Records from a data collection
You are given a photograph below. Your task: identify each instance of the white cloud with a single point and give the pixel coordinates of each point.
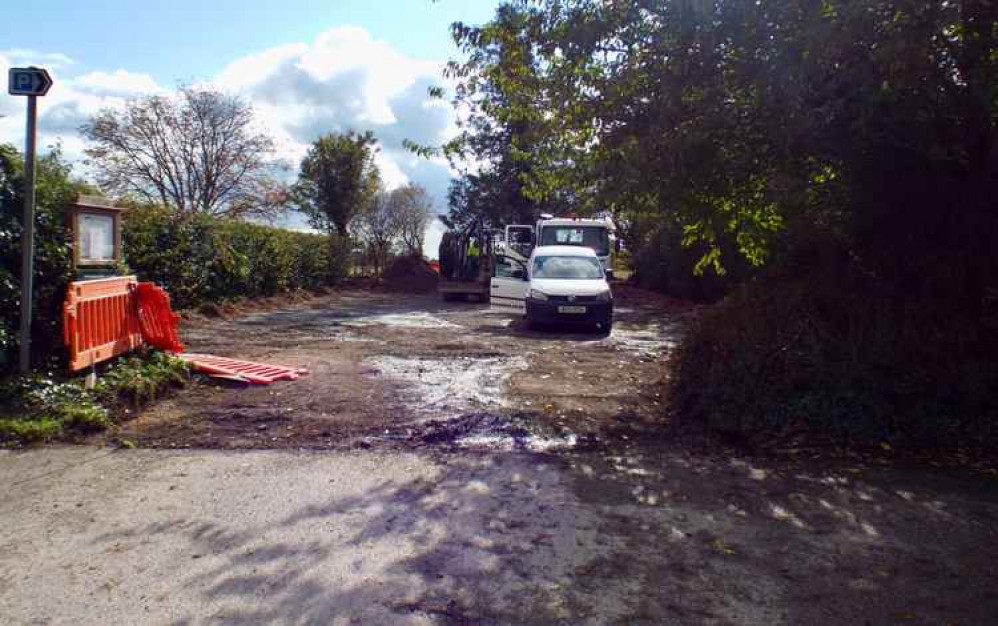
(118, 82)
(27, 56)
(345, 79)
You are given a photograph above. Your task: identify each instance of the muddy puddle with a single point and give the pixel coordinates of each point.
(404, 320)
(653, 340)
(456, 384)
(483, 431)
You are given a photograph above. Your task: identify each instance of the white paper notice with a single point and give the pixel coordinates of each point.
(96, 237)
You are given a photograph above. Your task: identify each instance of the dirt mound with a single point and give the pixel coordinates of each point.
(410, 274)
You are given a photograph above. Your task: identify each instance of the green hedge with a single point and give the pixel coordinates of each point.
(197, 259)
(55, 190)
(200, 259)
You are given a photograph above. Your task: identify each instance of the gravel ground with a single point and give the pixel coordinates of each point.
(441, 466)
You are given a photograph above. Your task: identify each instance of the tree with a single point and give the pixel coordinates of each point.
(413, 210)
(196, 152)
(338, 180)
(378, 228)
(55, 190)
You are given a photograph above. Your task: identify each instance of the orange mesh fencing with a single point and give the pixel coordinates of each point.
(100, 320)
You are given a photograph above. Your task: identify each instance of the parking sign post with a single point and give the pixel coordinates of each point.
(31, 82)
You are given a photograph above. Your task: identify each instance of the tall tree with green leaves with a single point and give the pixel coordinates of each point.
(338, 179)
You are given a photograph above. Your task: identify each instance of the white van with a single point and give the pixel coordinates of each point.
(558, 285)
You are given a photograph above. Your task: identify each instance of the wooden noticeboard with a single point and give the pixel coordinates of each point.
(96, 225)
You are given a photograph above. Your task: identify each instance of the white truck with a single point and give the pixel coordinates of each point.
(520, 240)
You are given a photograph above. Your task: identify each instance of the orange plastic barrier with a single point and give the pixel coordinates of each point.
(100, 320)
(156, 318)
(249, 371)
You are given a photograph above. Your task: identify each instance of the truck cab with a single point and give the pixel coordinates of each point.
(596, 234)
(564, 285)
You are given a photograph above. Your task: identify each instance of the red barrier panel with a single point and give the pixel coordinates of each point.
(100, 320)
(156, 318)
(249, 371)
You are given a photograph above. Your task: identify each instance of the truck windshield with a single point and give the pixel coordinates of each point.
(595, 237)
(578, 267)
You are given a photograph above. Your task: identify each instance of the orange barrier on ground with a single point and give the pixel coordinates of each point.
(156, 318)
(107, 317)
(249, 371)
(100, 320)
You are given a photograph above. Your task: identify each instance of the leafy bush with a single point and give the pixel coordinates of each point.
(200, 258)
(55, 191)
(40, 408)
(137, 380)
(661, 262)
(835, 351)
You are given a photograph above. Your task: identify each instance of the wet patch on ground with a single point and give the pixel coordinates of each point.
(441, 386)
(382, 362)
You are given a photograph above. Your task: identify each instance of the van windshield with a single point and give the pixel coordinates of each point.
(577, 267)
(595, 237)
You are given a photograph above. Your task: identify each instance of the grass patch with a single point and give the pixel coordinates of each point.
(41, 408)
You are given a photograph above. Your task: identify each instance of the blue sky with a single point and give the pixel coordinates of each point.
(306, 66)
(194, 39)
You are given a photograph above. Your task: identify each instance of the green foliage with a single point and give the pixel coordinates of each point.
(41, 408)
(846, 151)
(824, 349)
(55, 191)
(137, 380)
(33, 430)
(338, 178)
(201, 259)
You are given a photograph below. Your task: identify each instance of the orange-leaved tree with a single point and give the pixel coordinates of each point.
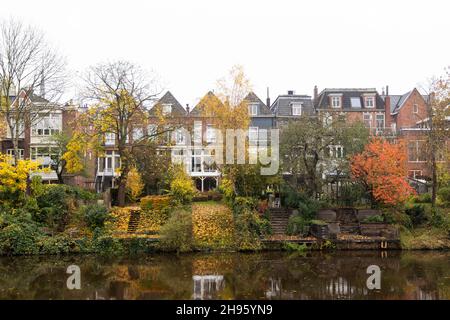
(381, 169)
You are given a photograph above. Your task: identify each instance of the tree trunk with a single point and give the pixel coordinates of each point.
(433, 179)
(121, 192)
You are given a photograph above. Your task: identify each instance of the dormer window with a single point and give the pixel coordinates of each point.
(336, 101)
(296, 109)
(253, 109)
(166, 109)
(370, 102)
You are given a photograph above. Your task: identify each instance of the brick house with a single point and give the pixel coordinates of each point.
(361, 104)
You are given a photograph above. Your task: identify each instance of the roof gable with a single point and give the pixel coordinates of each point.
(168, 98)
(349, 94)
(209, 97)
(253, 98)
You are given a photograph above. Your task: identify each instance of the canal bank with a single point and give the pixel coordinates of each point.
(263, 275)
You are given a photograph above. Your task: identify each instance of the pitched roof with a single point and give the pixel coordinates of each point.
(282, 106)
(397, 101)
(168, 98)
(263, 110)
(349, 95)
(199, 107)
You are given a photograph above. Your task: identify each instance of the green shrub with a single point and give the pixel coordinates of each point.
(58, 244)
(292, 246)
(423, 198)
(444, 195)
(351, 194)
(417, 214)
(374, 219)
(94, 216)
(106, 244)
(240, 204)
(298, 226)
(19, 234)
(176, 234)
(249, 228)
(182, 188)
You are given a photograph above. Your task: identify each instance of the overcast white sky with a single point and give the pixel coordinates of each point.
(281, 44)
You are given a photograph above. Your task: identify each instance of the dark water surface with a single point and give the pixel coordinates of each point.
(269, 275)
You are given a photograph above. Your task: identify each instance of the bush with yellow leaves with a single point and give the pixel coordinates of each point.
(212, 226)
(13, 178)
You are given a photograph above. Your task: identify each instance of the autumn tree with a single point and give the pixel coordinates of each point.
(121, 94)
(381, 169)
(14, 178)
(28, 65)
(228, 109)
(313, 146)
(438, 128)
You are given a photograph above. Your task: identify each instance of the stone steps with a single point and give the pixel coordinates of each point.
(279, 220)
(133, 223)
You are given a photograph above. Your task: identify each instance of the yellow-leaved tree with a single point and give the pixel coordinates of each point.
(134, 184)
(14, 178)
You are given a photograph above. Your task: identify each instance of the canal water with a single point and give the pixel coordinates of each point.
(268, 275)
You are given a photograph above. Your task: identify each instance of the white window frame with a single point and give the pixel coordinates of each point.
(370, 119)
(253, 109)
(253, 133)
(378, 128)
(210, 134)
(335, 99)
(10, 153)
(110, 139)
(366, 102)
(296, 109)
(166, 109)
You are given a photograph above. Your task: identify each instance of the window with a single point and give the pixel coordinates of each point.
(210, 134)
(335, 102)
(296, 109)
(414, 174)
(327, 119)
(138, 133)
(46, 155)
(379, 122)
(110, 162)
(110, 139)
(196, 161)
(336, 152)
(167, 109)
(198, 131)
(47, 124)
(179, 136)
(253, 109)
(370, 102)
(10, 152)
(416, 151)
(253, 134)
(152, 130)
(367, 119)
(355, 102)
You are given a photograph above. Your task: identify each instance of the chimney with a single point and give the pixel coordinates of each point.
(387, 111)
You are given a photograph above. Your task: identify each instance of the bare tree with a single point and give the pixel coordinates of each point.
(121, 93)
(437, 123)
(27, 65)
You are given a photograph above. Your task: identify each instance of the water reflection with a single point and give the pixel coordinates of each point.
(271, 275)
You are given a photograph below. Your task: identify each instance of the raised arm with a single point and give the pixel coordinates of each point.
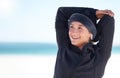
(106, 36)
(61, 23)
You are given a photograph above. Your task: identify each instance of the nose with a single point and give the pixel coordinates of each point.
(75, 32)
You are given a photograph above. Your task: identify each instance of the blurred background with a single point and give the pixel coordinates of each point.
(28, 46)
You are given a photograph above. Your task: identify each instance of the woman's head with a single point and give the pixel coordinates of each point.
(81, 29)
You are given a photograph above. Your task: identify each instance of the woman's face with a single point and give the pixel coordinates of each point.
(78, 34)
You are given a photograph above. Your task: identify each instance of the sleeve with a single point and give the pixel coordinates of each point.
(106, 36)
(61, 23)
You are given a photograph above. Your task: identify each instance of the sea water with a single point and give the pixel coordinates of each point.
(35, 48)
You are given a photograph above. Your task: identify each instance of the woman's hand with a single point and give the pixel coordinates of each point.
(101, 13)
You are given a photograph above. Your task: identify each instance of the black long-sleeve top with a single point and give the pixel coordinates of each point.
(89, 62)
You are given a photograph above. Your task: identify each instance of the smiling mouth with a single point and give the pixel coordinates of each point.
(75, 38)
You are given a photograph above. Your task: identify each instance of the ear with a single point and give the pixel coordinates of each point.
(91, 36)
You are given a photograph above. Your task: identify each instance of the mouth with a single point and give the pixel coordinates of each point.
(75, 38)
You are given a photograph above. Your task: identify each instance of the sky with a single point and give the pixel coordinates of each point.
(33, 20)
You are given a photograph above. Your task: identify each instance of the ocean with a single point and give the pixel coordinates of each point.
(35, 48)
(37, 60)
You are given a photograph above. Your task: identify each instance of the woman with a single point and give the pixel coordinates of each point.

● **YOUR TASK**
Duplicate the rows above exactly, beginning at the line that contains "the sky with" and continuing through the final line of the rows.

● **FINAL RESULT**
You are given a photograph above. Your task: identify each instance of the sky with a single point and give the pixel coordinates of each point.
(33, 20)
You are given a photograph above. Your task: identify each instance of the ocean with a single point and give the pixel coordinates of each point.
(35, 48)
(37, 60)
You are given a photograph above. Your task: identify each instance of the woman with a single point and give the pixel coordinates of each point.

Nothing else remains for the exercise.